**DAFTAR PERMINTAAN**
(1) Dalam segmen dokumen tentang dugaan keterlibatan petinggi Polri di tambang ilegal, siapa Koordinator JATAM yang dikutip?
(2) Padatkan paragraf segmen dokumen yang diawali "Berdasarkan catatan JATAM" menjadi satu kalimat tanpa menghilangkan fakta utamanya.
(3) Buat ringkasan segmen dokumen tentang tuntutan JATAM kepada Presiden Jokowi dalam dua kalimat.

**SEGMEN DOKUMEN**
^^^^^^^^

Suara.com - Jaringan Advokasi Tambang (JATAM) meminta Presiden Joko Widodo (Jokowi) mengambil langkah, dengan memimpin proses hukum terhadap sejumlah petinggi Polri yang diduga terlibat dalam lingkaran tambang ilegal. Dorongan itu disampaikan Jaringan Advokasi Tambang (JATAM).
Kabar dugaan keterlibatan petinggi Polri dalam lingkaran tambang ilegal mencuat setelah video pengakuan seorang mantan anggota Polisi bernama Ismail Bolong muncul di media sosial (medsos).
Dia menyebut Kabareskim Polri Komjen Pol Agus Andrianto diduga menerima uang setoran dari tambang ilegal senilai Rp6 miliar.
"Berhubung aktornya diduga deretan jenderal yang berkuasa, maka Presiden Jokowi mesti mengambil langkah, memimpin secara langsung proses hukum atas sejumlah temuan aktor itu," kata Koordinator JATAM Melky Nahar saat dihubungi Suara.com pada Senin (7/11/2022).
Berdasarkan catatan JATAM, permasalahan mafia tambang semakin hari semakin kompleks. Dugaan keterlibatan anggota Polri bukan hanya persoalan personal anggotanya.
"Tetapi, persoalan institusi. Sehingga mekanisme penyelesainnya harus dari aparat penegak hukumnya dulu," katanya.
Terkait informasi yang diungkap Ismail Bolong, ia menilai bukan sesuatu kasus baru. Diakui JATAM, perputaran uang tambang ilegal sangat menggiurkan. Kabareskim Polri Komjen Pol Agus Andrianto disebut-sebut diduga menerima uang senilai Rp6 miliar.

^^^^^^^^

**MATERI YANG DITAMPILKAN**
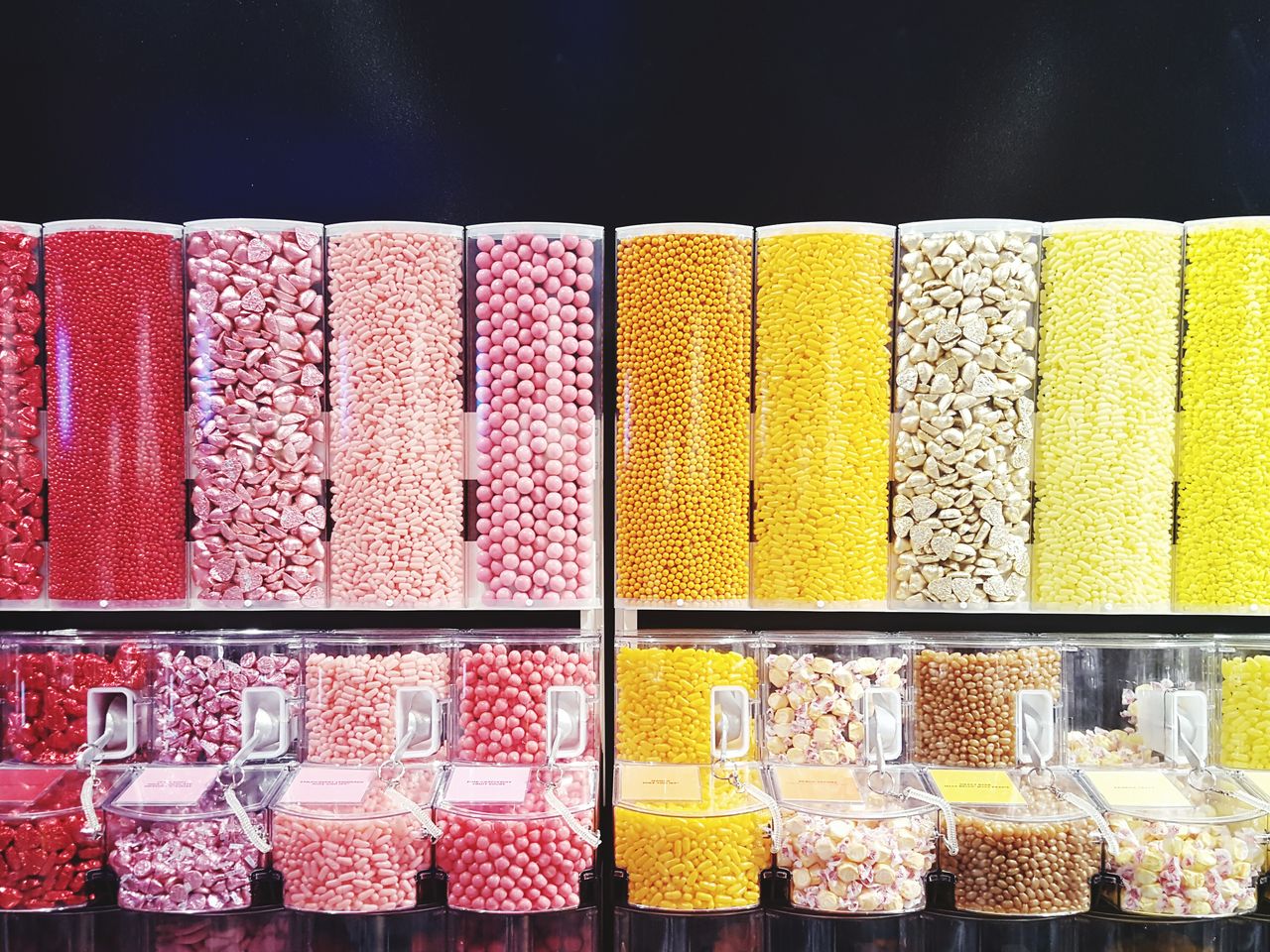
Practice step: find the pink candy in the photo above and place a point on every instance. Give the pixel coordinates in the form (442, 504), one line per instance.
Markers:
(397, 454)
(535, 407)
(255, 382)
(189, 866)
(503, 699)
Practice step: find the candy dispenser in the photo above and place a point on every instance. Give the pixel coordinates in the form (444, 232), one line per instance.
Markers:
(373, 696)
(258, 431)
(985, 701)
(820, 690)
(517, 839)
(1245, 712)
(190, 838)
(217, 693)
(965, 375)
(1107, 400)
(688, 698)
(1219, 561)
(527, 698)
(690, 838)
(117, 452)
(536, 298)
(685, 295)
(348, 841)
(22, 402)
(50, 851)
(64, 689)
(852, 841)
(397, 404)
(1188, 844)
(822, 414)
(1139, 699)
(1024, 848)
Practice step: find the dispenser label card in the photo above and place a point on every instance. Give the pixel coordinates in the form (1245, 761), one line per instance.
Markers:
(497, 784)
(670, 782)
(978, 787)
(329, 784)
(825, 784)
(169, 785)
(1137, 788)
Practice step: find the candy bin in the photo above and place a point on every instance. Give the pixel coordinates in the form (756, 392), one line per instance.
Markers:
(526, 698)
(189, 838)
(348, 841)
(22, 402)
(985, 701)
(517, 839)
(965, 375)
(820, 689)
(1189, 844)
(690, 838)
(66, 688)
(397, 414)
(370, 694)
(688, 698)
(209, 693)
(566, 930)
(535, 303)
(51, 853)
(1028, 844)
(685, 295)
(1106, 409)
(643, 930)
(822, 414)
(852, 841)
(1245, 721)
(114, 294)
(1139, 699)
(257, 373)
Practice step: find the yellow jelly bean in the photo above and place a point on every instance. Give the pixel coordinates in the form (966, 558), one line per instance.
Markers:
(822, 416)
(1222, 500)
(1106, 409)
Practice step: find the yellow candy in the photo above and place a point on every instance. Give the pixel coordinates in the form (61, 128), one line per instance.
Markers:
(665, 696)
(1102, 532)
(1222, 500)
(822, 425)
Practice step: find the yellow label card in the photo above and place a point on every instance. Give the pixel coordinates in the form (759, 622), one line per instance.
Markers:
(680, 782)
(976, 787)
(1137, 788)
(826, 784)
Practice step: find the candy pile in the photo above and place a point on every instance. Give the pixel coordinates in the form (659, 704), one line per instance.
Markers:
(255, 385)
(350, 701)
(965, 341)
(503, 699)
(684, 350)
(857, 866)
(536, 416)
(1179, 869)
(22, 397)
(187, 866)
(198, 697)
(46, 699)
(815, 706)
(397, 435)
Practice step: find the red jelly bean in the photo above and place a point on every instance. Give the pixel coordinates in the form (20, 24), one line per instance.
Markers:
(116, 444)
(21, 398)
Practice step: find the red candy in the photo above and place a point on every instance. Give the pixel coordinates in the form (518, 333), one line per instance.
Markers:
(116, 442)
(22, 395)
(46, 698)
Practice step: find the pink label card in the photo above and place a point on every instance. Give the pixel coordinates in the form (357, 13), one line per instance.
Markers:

^^^^^^^^

**HASIL BERURUTAN**
(1) Melky Nahar.

(2) Menurut catatan JATAM, persoalan mafia tambang kian kompleks, dan dugaan keterlibatan anggota Polri tidak sekadar masalah pribadi anggotanya.

(3) JATAM meminta Presiden Jokowi memimpin langsung proses hukum terhadap sejumlah petinggi Polri yang diduga terlibat dalam lingkaran tambang ilegal. Dugaan itu mencuat dari video pengakuan mantan anggota polisi Ismail Bolong, yang menyebut Kabareskim Polri Komjen Pol Agus Andrianto diduga menerima uang setoran Rp6 miliar dari tambang ilegal.